What's wrong with Nietzsche's philosophy from a modern perspective?
I will answer this honestly and without embellishment. I will answer looking on modernity, and what it is, from the outside (or, as modern people should say, objectively).
What is wrong with Nietzsche’s philosophy is that he’s an intellectual elitist. What is wrong with it is that it is not modern, it is not democratic, it is not vulgar. People are constantly failing to read him in proper context, or add context that shouldn’t be there. Intertextuality is a fine thing, but only once we properly understand it. If you want to understand Homer, you must not first read Vergil. And if you want to properly understand Nietzsche, please don’t be the butt-wad that brings in post-modernism. A post-modernist can talk about Nietzsche, a Nietzschean must try very hard to ignore post-modernism, lest he sees things that are simply not there. To put it plainly: it is quite okay to use Nietzsche and his ideas for your own work, but it is rather lacking in taste to subject a serious interpretation of Nietzsche to anachronistic concepts – those will not give you what Nietzsche intended, but what you can take from him regardless.
But also, if you want to properly understand Vergil, you must first read Homer. Arma virumque cano directly references both μῆνιν ἄειδε θεὰ Πηληϊάδεω Ἀχιλῆος (the opening line of the Iliad), as well as ἄνδρα μοι ἔννεπε, μοῦσα, πολύτροπον (the opening line of the Odyssey); and if we are to truly understand what Vergil is saying here, we must know those lines. We must know that ‘Arms and the man I sing’ is a merging of ‘The wrath sing, goddess, of Peleus' son, Achilles’ and ‘Tell me, O Muse, of the man of many devices’, to understand Vergil is saying he’ll compose a work that is both the Iliad and the Odyssey; that he’s saying he’ll try to topple Homer and best him at his own game.
In that same vein, Nietzsche must be understood in the context of the works that influenced him. That is about 3000 years’ worth of literature. Now, I’m not saying we must read everything written in the last 3000 years; we could ignore Spanish lit entirely and not be any worse off. But one can hardly attempt to interpret Nietzsche without a thorough understanding of the Ancients (an understanding that is deeper than I myself possess, even though I’m working on it intensively). For example (and at this point I feel like I’m saying this every time I write about Nietzsche), he draws heavily from Theognis of Megara, a Greek elegiac poet from the Archaic period, who is utterly unknown to nearly every philosopher. And why should they be familiar with some long dead noble that was wont to write about drinking, partying and how the vulgar rabble of Megara took all his stuff in their popular revolution and made him a pauper? Like anyone would ever take seriously his ethical stances on what is proper behaviour for a noble, and how most people are too accursed to ever live up to that, so their morality is different, more vulgar, pleasure obsessed and filled with hate for their betters. To take such observations as relevant, one would have to assume they can tell us something about what can be thought of as sociology of ethics - an observational approach to how morality comes to be in a community and how it develops further.

WHAT YOU ARE ASKED TO DO »
Please reproduce the Nietzsche passage verbatim from "I will answer this" up to and including "should say, objectively).". The material after this point has no connection to the Nietzsche passage.

MATERIAL SUPPLIED »
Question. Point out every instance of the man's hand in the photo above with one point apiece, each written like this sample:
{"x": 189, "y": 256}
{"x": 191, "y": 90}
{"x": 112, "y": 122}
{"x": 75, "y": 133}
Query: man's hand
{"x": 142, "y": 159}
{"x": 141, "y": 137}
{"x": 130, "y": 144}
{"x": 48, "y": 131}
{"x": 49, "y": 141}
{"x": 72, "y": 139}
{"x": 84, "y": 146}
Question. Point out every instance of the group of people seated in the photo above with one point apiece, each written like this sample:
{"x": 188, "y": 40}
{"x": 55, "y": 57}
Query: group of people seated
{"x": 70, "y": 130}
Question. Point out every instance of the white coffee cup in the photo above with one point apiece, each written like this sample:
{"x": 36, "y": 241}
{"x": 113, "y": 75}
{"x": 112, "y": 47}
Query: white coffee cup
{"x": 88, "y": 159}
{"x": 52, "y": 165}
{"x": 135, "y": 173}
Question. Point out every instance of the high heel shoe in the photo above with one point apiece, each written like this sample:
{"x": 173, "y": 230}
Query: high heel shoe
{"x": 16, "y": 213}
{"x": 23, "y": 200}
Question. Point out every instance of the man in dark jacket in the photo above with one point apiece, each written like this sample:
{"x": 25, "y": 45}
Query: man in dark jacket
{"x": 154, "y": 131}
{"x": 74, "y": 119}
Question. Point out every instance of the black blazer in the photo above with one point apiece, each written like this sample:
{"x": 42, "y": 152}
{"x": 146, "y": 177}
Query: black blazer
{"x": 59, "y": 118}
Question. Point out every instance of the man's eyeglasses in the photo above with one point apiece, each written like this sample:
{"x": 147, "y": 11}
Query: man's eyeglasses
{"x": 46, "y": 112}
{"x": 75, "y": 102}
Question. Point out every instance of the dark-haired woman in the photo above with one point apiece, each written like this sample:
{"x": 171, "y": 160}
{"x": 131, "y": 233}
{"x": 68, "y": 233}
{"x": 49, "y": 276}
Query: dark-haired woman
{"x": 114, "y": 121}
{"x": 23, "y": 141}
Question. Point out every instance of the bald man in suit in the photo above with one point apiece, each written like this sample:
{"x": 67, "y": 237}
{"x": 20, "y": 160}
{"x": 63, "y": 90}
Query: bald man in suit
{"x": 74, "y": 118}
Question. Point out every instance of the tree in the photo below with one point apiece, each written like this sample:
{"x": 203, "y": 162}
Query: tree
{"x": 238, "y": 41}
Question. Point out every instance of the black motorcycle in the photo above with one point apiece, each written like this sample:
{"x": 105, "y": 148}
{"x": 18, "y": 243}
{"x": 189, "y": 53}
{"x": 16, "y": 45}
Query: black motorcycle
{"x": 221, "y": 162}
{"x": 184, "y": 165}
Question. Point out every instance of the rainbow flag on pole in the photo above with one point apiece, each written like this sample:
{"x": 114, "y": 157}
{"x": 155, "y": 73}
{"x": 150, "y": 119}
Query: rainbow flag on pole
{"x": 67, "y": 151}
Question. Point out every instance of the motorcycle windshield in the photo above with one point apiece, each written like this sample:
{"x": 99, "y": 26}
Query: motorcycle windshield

SOLVED EXERCISE »
I will answer this honestly and without embellishment. I will answer looking on modernity, and what it is, from the outside (or, as modern people should say, objectively).